● **Prompt**:
Among the records below, which lines contain the string "glass"? Report them.

=== Recorded information ===

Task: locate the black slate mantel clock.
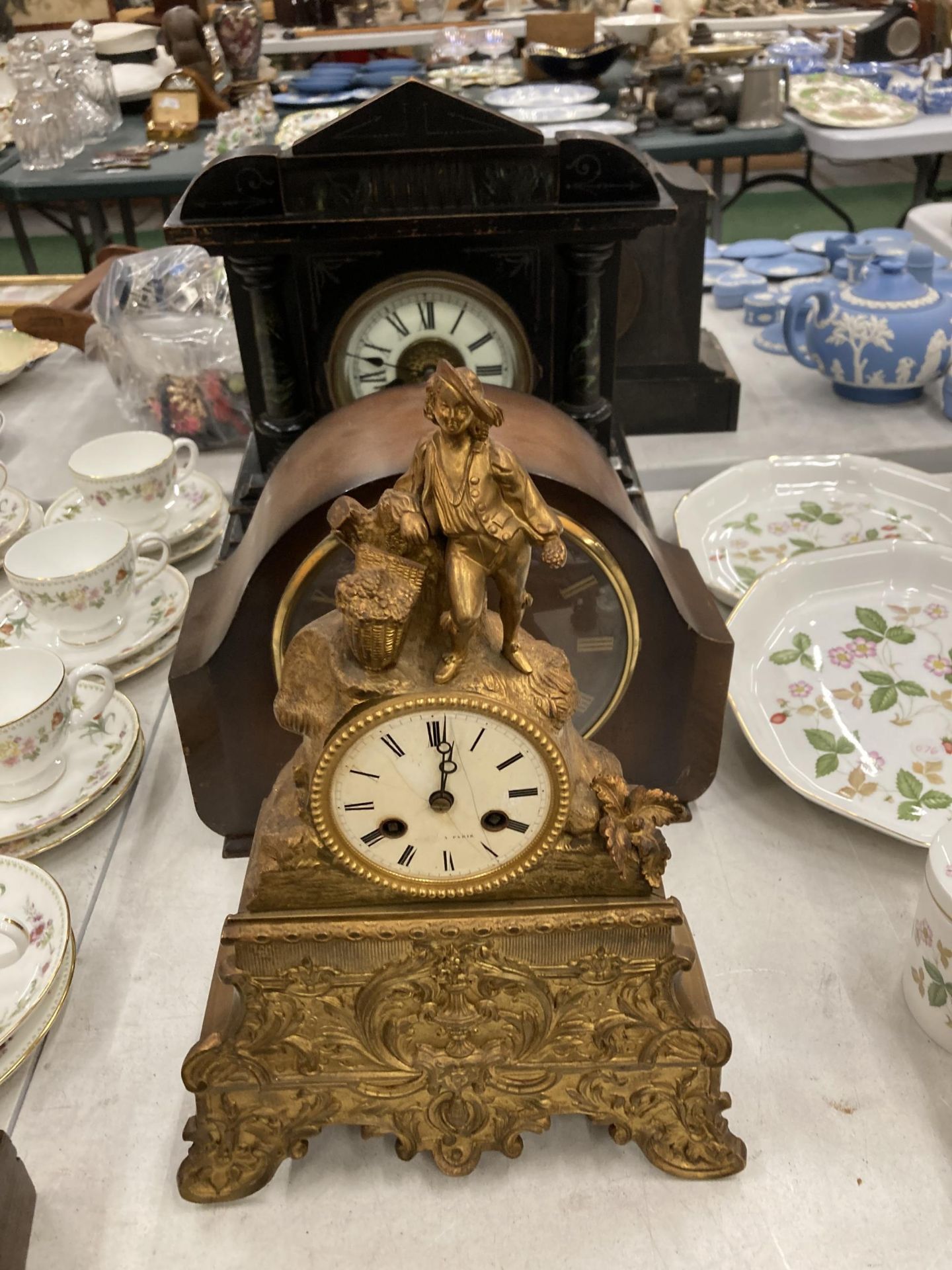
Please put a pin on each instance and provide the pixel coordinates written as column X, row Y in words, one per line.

===
=== Recorded information ===

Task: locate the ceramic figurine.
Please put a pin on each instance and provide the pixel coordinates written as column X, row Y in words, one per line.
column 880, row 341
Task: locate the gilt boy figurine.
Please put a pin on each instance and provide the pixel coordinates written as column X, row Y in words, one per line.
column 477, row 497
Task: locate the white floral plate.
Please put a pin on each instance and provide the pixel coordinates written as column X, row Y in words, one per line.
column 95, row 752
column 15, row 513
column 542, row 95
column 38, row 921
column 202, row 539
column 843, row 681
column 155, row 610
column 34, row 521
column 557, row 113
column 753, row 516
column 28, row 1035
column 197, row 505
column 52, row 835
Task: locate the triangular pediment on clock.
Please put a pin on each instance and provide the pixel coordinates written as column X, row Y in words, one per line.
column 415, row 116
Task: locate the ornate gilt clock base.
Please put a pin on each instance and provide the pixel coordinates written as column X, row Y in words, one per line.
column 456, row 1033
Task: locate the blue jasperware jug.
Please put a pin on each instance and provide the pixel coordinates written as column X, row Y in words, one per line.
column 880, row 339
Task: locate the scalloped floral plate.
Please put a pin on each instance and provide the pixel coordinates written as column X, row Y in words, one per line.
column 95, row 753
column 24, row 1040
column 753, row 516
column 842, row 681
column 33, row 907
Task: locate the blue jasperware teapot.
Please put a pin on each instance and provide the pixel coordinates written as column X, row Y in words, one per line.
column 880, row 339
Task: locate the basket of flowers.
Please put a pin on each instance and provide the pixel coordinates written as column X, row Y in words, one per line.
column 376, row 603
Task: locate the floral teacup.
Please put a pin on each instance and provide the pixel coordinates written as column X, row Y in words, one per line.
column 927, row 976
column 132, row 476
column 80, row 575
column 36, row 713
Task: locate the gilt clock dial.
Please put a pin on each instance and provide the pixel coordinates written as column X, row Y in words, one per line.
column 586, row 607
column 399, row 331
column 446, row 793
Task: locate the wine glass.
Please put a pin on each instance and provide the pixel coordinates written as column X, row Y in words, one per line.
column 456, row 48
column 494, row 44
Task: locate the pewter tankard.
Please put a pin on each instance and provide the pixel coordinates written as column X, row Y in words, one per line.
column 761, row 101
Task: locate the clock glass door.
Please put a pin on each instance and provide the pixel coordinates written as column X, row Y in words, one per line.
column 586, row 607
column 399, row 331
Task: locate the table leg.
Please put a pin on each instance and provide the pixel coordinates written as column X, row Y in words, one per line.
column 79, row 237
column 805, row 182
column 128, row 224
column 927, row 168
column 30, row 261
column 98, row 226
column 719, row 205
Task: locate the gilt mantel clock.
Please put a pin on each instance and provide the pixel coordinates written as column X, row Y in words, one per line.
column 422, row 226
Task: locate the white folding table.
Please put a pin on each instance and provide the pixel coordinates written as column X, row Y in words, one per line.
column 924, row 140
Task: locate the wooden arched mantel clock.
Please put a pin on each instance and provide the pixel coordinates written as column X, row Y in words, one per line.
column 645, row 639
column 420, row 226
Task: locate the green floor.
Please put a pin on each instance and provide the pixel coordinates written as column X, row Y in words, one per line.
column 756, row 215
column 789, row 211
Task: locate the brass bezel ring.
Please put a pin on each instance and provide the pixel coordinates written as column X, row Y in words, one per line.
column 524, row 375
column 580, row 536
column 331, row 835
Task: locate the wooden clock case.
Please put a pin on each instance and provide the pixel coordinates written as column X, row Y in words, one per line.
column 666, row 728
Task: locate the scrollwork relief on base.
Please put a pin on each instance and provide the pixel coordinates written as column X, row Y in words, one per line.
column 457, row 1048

===

● **Written response**:
Task: locate the wine glass.
Task: locate the clock glass door.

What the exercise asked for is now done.